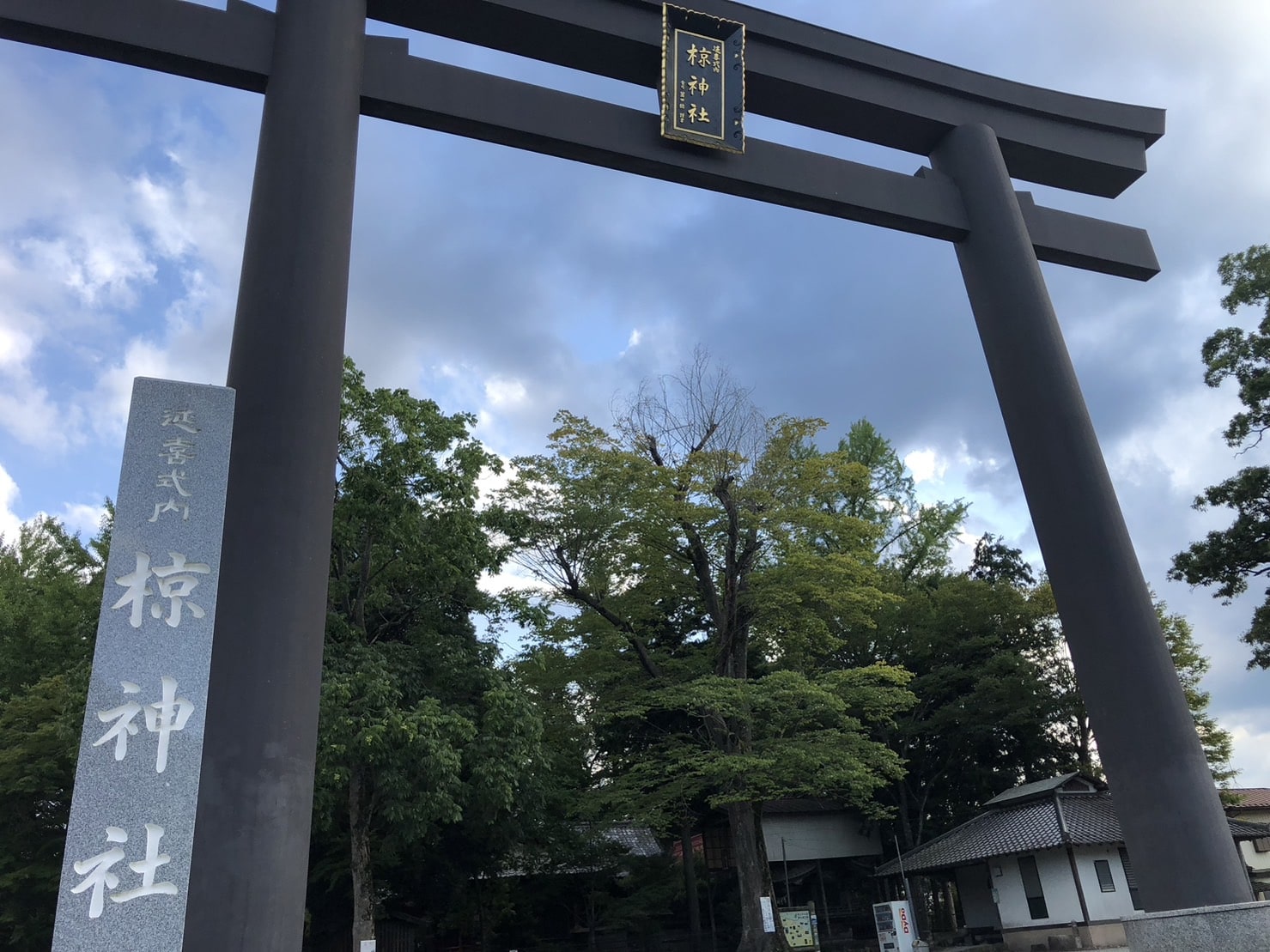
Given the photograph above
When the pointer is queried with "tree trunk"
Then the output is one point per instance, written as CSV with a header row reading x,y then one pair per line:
x,y
363,880
753,878
690,883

━━━━━━━━━━━━━━━━━━━━

# WORK TO BE COMPLETED:
Without the pictures, return the entries exactly as they appear.

# COMPLETE OUTPUT:
Given the photograph above
When the pointer is queried with "tree trunk"
Then the output is one point per instance, written as CSV with a header row reading x,y then one pair per line:
x,y
363,880
753,878
690,883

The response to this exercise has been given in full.